**Work required:**
Repeat precisely, and only, the lines between the line containing "of the paving" and the end of the listing below, both ends included.

= = = = = = =

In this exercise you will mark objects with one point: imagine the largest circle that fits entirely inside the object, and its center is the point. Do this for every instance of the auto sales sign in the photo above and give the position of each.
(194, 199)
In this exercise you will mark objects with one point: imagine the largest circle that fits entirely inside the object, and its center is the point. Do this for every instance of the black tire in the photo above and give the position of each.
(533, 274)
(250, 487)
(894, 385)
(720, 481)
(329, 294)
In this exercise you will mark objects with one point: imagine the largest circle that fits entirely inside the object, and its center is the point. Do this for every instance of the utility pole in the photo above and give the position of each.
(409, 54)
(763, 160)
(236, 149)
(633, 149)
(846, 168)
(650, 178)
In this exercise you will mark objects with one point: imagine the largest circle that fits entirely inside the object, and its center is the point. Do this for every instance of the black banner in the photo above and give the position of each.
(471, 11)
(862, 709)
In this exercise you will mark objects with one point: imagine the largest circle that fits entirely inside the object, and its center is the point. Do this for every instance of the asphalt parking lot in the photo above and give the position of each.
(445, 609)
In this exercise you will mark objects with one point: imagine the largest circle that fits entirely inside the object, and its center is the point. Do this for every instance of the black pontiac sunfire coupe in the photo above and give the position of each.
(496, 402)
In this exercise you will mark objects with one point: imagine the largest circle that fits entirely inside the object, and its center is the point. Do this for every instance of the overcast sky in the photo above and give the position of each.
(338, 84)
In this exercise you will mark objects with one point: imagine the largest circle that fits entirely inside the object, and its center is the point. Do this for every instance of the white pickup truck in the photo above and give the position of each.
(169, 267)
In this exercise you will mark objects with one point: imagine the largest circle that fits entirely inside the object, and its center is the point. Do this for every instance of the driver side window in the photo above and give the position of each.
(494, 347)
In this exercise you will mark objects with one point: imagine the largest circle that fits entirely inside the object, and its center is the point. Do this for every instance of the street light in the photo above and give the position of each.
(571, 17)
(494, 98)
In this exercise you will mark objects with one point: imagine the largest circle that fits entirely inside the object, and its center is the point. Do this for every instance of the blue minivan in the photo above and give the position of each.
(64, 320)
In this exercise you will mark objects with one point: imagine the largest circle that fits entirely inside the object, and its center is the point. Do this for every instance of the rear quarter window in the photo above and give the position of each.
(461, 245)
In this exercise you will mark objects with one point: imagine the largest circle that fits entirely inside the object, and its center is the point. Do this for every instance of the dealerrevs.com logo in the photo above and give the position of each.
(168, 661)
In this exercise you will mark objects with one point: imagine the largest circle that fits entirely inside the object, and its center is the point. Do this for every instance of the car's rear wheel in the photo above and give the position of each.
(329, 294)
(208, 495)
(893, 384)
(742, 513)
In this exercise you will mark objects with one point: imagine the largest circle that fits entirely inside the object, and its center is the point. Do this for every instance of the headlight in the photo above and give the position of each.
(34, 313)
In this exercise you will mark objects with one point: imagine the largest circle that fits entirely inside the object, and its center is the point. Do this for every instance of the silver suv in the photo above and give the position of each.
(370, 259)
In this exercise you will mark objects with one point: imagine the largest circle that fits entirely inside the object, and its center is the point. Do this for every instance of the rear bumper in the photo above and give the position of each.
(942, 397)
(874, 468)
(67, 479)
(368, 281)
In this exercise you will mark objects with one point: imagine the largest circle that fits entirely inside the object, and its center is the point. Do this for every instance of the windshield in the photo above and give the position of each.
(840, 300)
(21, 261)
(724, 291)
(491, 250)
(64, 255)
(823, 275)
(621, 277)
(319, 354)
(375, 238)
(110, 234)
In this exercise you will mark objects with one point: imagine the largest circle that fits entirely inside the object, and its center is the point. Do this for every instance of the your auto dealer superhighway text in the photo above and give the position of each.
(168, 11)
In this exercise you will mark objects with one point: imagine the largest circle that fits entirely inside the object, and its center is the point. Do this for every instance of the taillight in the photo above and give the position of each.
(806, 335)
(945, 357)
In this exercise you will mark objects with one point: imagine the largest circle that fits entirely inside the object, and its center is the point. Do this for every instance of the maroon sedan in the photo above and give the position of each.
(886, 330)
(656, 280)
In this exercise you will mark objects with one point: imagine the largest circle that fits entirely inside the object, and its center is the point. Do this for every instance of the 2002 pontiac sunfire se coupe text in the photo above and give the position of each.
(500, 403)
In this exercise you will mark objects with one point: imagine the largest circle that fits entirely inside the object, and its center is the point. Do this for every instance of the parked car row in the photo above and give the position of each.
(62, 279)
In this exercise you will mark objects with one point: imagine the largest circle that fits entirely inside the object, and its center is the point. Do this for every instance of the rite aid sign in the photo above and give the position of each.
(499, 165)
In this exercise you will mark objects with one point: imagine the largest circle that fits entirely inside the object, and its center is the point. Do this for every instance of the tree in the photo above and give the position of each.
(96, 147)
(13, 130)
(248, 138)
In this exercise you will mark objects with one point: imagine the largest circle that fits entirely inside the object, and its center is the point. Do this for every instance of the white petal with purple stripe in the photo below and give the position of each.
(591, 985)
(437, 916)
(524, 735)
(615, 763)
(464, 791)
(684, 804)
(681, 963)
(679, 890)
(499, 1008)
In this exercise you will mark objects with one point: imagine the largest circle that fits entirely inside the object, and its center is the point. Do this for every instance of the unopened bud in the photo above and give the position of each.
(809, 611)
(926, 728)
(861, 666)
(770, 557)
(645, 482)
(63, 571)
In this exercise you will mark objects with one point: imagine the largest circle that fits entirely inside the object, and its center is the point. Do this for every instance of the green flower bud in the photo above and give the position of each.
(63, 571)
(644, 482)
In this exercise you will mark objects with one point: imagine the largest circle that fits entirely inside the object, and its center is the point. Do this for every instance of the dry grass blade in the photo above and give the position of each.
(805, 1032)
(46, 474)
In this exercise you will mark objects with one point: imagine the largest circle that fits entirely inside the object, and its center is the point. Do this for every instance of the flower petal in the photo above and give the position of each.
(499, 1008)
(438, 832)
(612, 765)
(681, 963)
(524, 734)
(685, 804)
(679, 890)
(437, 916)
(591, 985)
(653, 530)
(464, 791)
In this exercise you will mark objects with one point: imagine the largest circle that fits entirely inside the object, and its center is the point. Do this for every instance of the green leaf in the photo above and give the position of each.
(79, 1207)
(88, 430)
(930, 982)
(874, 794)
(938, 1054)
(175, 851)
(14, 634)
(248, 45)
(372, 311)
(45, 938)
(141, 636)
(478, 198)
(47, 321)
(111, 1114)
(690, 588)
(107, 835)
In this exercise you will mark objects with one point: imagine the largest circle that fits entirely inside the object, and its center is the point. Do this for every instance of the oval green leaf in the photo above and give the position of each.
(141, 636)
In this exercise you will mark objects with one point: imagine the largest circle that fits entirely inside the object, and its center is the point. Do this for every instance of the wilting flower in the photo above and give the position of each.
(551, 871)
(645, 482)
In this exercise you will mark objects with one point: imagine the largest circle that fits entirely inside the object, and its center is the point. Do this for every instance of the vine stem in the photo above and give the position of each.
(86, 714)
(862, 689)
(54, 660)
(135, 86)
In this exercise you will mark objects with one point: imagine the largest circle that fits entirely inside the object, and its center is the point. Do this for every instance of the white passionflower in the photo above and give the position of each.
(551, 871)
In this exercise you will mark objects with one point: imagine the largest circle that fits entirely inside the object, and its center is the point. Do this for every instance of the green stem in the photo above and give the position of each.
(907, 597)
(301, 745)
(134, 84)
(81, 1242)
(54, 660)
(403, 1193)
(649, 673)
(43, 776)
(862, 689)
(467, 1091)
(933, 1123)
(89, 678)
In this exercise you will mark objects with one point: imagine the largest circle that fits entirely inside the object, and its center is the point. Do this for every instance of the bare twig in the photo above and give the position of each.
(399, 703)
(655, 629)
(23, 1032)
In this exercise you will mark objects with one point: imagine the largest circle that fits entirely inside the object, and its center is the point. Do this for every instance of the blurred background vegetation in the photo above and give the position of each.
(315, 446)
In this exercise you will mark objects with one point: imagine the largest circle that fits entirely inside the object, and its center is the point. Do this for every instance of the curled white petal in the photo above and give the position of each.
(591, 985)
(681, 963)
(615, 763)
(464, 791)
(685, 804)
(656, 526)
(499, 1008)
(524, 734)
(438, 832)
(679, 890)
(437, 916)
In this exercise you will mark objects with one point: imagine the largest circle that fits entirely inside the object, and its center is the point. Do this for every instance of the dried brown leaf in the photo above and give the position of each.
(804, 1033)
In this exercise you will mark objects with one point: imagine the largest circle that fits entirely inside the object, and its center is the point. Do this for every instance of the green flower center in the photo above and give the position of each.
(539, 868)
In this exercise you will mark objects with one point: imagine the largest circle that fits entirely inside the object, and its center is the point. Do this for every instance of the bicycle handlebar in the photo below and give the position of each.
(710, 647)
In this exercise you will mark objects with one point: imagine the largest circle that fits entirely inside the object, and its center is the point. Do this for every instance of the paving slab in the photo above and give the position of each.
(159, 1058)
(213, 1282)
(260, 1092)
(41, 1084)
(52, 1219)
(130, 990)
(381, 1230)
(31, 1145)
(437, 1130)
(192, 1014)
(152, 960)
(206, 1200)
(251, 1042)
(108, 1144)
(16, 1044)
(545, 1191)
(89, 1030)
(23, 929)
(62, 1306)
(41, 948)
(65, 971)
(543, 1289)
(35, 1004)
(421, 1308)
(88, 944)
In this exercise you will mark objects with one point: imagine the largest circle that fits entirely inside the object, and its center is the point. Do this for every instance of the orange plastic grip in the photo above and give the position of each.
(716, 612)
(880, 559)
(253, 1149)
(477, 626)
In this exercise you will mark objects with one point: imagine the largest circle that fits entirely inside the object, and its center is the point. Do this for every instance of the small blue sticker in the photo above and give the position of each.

= = = = = = =

**Solution for this task:**
In this exercise you will mark objects with one point: imagine the largest circle that fits entirely inside the object, and its center is the point. Do this for every instance of the paving slab in the photo above and give the position of each.
(159, 1058)
(213, 1282)
(260, 1092)
(41, 1084)
(52, 1219)
(130, 990)
(381, 1230)
(31, 1145)
(437, 1130)
(192, 1014)
(152, 960)
(206, 1200)
(251, 1042)
(108, 1144)
(16, 1044)
(545, 1191)
(89, 1030)
(23, 929)
(62, 1306)
(41, 948)
(65, 971)
(543, 1289)
(35, 1004)
(421, 1308)
(88, 944)
In this exercise you will mark objects with one point: imagine the largest circle that fits entirely inside the object, and its center is the point. Do this for every instance of the orange plastic grip in the photo above and give the position of each.
(716, 612)
(880, 559)
(253, 1149)
(477, 626)
In this exercise you will mark objects with one point: imagine the largest circle that fits entirely inside the object, and its center is the point. Do this for every instance of the small blue sticker in the photo above and give the position of each.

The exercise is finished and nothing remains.